## [Records]
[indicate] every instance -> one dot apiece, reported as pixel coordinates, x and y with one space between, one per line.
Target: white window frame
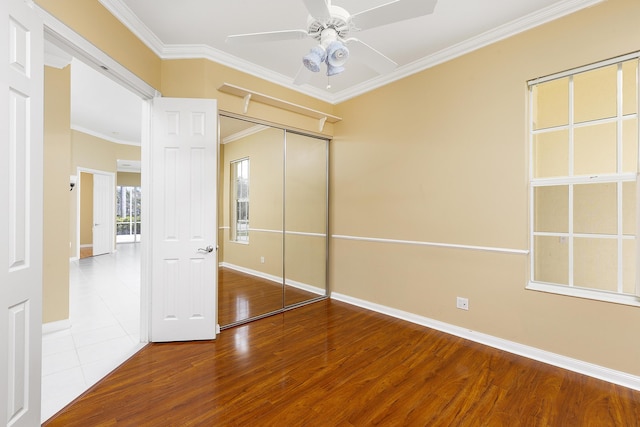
235 235
618 178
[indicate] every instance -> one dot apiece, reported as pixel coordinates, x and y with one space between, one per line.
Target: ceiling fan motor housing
340 21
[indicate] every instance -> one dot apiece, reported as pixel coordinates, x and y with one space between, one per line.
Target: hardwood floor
331 364
242 296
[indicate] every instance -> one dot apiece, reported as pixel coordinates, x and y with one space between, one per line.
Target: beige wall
57 197
442 156
94 154
265 151
200 78
92 21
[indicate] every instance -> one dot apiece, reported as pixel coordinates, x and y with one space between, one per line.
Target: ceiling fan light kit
330 26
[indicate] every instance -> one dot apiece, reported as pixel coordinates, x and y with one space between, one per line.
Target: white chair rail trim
433 244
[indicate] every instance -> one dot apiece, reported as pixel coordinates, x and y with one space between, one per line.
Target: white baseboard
275 279
575 365
59 325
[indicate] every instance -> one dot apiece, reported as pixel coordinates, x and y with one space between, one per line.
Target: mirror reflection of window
240 202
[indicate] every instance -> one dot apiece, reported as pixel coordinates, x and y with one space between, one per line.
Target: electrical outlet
462 303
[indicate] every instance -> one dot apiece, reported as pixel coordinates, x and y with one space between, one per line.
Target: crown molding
124 14
105 137
502 32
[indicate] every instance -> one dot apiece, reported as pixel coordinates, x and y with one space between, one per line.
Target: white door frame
78 188
71 42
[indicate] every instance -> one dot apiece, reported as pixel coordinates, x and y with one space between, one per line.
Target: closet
273 220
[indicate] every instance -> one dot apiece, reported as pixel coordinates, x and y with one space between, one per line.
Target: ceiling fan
332 25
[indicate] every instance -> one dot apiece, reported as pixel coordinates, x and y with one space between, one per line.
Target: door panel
183 219
21 103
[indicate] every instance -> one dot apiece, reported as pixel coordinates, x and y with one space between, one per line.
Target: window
127 214
583 175
240 200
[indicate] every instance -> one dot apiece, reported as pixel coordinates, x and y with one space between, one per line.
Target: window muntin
240 200
584 157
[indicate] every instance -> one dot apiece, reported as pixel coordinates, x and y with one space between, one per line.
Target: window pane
551 104
595 263
551 255
629 87
629 208
629 266
595 149
630 145
551 154
595 93
595 208
551 209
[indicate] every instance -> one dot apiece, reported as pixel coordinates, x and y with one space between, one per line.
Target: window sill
591 294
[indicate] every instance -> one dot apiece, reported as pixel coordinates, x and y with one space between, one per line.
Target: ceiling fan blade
370 57
302 76
319 9
394 11
270 36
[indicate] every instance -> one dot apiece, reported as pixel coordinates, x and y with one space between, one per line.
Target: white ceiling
198 28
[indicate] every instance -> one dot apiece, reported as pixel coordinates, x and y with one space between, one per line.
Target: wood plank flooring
242 296
331 364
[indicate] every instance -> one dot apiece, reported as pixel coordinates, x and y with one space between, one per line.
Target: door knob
207 250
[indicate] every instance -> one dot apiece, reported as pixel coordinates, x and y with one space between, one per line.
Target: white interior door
103 213
183 219
21 150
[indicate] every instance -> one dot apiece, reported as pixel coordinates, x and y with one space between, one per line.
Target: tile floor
104 313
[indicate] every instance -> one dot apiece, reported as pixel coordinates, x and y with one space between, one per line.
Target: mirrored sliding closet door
273 220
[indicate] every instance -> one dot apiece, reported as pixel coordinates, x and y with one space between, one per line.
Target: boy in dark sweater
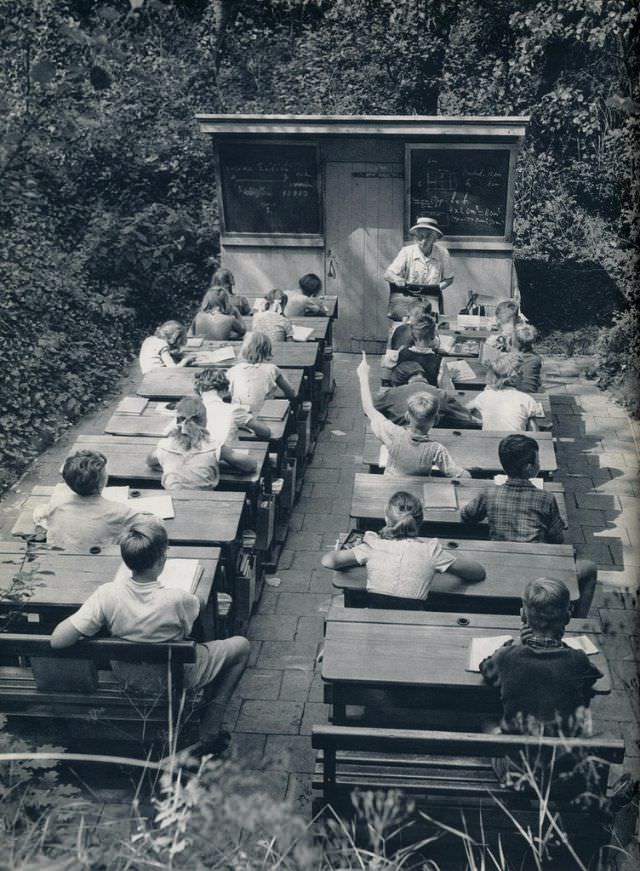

## [Exercise prompt]
From start to finish, output the listing exactly, but omit its pictures.

## [Result of the exercise]
[indicate] every instance -> one dot apiece, reported as pixel coordinates, x and y with one space between, one per line.
Target: white window frame
235 235
618 178
[indicate] every instance -> one dot apiece, reported as pixel coordinates, x and y with one space between, one per line.
Target: ceiling fan motor housing
340 21
[indicate] every instance -> one dot apiece, reported as pixel coordinates, x and y with one space between, one per line.
Target: hardwood floor
331 364
242 296
[indicate] every instance -> one dot apiece, reported as pixel coordinates, x and y with one space between, one per line.
Target: beige wall
57 197
442 156
94 154
265 151
200 78
92 21
[indicate] every instance -> one dot apiece, reported as pixel coordinates, x and y with one space between, one per line.
Target: ceiling fan light kit
330 26
[indicate] every instance -> one dot apiece, reported as pixel coordinates, x and y with one space between, one per line.
Target: white chair rail trim
433 244
[indicate] every instance -> one dot apiece, reported as pixel coordinates, x and y with one space between, one per line.
Target: white baseboard
275 279
575 365
59 325
[indicate] every instance -> one dot apiece, reported as pixel coordinates, x and y with one space between, one per line.
Target: mirror reflection of window
240 202
[indicate] every instance -> one dot apiece, reported as pixel coordinates, x and y with one space between, one per line.
Target: electrical outlet
462 303
[indicate] every instance -> one dot apiece, reported as pixel coordinates, x and y with one space between, one per line.
Target: crown molding
124 14
105 137
502 32
[indicate] every instance -> one dot apiece, reported as pixel coordinates, x and y with one space between, one per line.
Target: white door frame
78 188
71 42
[indicate] every instance -> one dot apiece, reported as pixel coordinates, x and y with one space between, one per line.
Target: closet
273 220
[indicate] every instance -> one dot apiece, reported as pixel coordinates, x and y with one space between, one per line.
Target: ceiling fan
332 25
[indicate] every instance -> one dot apiece, reported as pixel coordinates, x and y with one space between, one per line.
Target: door panel
183 219
21 103
[indicate] every instance -> one dot apiece, reported as pixel coordinates, x and y with one space between, one per line.
Target: window
127 214
583 175
240 200
[indicate] every instance -> one dot apiece, reported as pixel coordinates, x and y with one space between, one per line.
Target: window muntin
240 200
584 157
[indicate] every instance -> one dot apiece, reported as pixel coordinates, x and y with one space between, one per line.
Target: window pane
551 104
595 263
551 255
629 87
629 208
629 266
595 149
630 145
551 154
595 93
595 208
551 209
[indicate] every instance -> one dot apiece, reported as pixel coordinates, x and y with one space between, one per line.
Target: window sill
591 294
[indicate] every instance -> one dot apiece, reported as pixel coordinates, x and y with one space between, one per line.
Target: ceiling fan blade
370 57
302 76
319 9
394 11
270 36
[indicate] every instance -> one dot apiece, reported as pixel coordinates, x and y with one space between, one per line.
Target: white ceiling
198 28
[indicate] every instance -> one dot apiece, reported as pixel coordinates, x and y with one space between, one per line.
Target: wood plank flooring
242 296
331 364
[indicate] every instance -> one dot apiece, reported as pixel coordinates, x and y with one space between, one per line.
Target: door knob
207 250
[indicate] every instance -> one dot apiece, reported as pixel coordinates, x and y with one space between, one per line.
Target: white interior door
103 213
183 219
21 150
[indicate] every instance -> one dot apiece, reported as pixel coordinates, x and y with one space between, one per line.
Target: tile floor
104 313
[indicate] every instance -> one dot apiece, reported as pixel coordinates, x and y with one space between, one per line.
Target: mirrored sliding closet door
273 220
[indicate] every instance -> one dot apiece, reported as pixel coordinates, x and y with one space between, one per line.
Target: boy in dark sweater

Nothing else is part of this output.